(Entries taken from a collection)

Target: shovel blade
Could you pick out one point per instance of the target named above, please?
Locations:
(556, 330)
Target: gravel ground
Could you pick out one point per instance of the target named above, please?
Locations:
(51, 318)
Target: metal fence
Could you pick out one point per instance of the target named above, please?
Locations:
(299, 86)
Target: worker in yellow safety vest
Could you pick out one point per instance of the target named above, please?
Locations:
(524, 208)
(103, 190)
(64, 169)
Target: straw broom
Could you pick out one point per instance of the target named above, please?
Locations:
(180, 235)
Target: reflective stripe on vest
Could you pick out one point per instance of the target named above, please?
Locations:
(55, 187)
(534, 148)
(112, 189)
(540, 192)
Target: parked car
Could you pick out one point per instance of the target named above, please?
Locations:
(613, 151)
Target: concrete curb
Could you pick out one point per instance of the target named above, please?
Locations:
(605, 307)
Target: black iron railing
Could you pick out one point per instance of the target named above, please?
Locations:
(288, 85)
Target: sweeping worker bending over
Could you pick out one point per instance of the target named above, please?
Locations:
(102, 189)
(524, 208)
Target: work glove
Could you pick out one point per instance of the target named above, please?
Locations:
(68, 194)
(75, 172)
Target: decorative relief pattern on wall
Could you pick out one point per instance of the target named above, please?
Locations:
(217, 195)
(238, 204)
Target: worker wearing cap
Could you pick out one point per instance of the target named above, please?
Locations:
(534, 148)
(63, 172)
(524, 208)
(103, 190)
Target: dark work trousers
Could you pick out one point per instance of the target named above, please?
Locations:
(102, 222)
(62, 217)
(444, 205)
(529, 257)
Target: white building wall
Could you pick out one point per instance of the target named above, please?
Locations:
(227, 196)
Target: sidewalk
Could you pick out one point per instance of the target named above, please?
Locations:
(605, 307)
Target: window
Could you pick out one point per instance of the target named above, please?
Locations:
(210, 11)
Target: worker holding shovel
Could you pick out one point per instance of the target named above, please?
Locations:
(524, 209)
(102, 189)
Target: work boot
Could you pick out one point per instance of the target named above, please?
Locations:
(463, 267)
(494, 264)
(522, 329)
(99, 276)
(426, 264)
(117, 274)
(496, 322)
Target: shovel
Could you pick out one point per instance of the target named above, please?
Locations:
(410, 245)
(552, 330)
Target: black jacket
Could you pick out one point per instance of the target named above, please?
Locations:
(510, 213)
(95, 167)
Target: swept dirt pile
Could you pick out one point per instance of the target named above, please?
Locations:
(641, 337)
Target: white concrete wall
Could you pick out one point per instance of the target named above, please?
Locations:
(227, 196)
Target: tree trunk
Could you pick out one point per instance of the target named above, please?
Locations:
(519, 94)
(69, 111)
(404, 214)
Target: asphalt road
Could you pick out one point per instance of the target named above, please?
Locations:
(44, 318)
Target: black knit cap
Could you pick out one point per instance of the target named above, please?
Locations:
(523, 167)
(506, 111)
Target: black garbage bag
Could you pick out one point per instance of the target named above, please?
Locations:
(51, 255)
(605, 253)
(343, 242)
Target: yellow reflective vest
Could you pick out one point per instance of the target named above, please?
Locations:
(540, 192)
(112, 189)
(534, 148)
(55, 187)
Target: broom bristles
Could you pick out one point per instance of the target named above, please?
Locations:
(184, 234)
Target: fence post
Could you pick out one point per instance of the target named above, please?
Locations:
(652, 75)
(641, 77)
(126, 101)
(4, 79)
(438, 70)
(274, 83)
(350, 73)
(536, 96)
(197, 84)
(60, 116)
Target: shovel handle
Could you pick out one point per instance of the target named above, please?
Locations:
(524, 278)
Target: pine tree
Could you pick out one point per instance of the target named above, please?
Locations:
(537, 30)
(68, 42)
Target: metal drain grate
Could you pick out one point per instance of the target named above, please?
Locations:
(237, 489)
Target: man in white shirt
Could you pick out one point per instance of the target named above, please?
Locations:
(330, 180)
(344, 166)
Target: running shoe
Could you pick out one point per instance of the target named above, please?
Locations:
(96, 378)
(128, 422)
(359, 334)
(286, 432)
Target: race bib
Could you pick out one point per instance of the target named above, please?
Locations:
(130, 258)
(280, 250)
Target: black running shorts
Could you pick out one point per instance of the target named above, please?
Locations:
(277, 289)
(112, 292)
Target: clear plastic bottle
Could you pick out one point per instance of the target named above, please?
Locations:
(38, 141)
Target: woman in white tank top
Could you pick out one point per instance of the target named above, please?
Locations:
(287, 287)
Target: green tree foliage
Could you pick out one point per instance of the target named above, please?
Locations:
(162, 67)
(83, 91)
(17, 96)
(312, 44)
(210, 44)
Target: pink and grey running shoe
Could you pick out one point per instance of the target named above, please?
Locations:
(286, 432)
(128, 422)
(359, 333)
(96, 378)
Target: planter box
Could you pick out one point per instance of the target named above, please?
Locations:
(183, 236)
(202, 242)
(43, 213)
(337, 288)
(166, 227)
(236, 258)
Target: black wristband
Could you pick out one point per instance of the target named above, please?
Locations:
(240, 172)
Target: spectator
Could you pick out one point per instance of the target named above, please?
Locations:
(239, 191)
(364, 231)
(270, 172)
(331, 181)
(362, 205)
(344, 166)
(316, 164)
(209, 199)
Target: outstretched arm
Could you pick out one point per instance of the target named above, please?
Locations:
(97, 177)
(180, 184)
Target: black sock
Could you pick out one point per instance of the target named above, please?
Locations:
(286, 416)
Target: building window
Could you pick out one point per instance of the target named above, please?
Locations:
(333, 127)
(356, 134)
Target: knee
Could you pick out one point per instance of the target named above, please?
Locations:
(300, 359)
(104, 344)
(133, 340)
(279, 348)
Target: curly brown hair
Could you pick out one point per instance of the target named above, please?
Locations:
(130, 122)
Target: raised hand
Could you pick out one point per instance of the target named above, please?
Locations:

_HOW TO COMPLETE THIS TASK:_
Retype only the stretch of lines above starting at the one with "Target: reflective stripe on vest" and stopping at the one with "Target: worker wearing cap", exactly as written, with both kept.

_ANSWER SECTION:_
Target: reflective stripe on vest
Could you pick out one point per instance of the target named above, please?
Locations:
(55, 187)
(534, 148)
(112, 189)
(540, 192)
Target: parked car
Could you pick out one point per instance of the target named above, please?
Locations:
(613, 151)
Target: concrete curb
Could you pick out one point per instance of the target named above, please?
Locations:
(605, 307)
Target: black iron railing
Could you pick out one point per instance of the target named above, please?
Locations:
(288, 85)
Target: sweeping worker bending over
Could you pick out one point per instance of the target named above, please?
Locations:
(102, 189)
(524, 208)
Target: work glove
Could you pick out one point per instance of the target named above, please?
Locations:
(68, 194)
(75, 172)
Target: decorative relief pattern on wall
Could you pick out one point per instance of the target named above, please?
Locations:
(217, 195)
(238, 204)
Target: worker wearing cap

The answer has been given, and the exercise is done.